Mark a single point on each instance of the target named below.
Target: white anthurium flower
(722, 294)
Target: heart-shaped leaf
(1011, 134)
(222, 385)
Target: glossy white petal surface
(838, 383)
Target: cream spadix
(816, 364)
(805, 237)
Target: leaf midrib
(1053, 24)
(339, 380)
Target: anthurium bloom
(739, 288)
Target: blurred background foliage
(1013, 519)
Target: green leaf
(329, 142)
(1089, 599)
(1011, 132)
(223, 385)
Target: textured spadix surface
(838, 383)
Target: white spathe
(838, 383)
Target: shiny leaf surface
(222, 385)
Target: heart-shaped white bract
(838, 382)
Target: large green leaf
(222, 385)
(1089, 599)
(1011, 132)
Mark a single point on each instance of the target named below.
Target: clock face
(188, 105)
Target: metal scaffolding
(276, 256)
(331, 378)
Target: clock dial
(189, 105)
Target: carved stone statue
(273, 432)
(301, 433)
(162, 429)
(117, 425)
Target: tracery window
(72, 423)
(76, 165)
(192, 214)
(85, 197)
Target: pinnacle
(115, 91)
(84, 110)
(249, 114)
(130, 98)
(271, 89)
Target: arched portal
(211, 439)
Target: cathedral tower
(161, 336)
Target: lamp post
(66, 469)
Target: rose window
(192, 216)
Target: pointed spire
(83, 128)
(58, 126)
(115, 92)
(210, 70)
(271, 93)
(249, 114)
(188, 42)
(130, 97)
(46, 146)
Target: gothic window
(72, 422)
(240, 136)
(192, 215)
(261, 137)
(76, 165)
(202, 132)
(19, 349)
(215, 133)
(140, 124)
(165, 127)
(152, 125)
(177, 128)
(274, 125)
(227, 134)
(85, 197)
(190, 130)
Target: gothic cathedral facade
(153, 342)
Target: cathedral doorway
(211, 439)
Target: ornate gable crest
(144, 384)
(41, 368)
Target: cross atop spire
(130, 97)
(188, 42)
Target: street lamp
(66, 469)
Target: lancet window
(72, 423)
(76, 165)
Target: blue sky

------------------------

### Required task
Print every one of the records above again, line for line, with no changes.

### Correct result
Mark a single point on each instance of the target named below.
Target: white anthurium flower
(722, 294)
Target: heart-shaped leaf
(1011, 134)
(222, 385)
Target: glossy white petal surface
(838, 383)
Target: cream spadix
(816, 364)
(805, 237)
Target: leaf midrib
(1053, 24)
(339, 380)
Target: anthurium bloom
(739, 288)
Target: blurred background foliage
(1013, 519)
Target: green leaf
(329, 142)
(1089, 599)
(1011, 132)
(223, 385)
Target: textured spadix surface
(838, 383)
Target: white spathe
(838, 383)
Target: shiny leaf surface
(222, 385)
Target: heart-shaped white bract
(838, 382)
Target: large green leaf
(222, 385)
(1089, 599)
(1011, 132)
Mark a single point on each instance of the target named below.
Target: clock face
(188, 105)
Target: metal scaffolding
(276, 256)
(331, 378)
Target: clock dial
(189, 105)
Target: carved stone statue
(273, 432)
(301, 433)
(162, 429)
(117, 425)
Target: tracery window
(72, 423)
(76, 165)
(192, 214)
(85, 197)
Target: pinnacle
(115, 91)
(84, 110)
(249, 114)
(130, 98)
(271, 89)
Target: arched portal
(211, 439)
Target: cathedral tower
(161, 336)
Target: lamp post
(66, 469)
Target: rose window
(192, 216)
Target: pointed spire
(83, 128)
(58, 126)
(115, 92)
(210, 70)
(271, 93)
(249, 114)
(188, 42)
(130, 97)
(46, 146)
Target: gothic window
(72, 422)
(240, 136)
(192, 215)
(261, 137)
(76, 165)
(202, 132)
(19, 349)
(215, 133)
(140, 124)
(165, 127)
(152, 125)
(177, 128)
(274, 125)
(227, 134)
(85, 197)
(190, 130)
Target: gothic cathedral facade
(153, 342)
Target: cathedral doorway
(211, 439)
Target: ornate gable crest
(144, 384)
(41, 368)
Target: cross atop spire
(130, 97)
(188, 42)
Target: street lamp
(66, 469)
Target: lancet window
(72, 423)
(76, 165)
Target: blue sky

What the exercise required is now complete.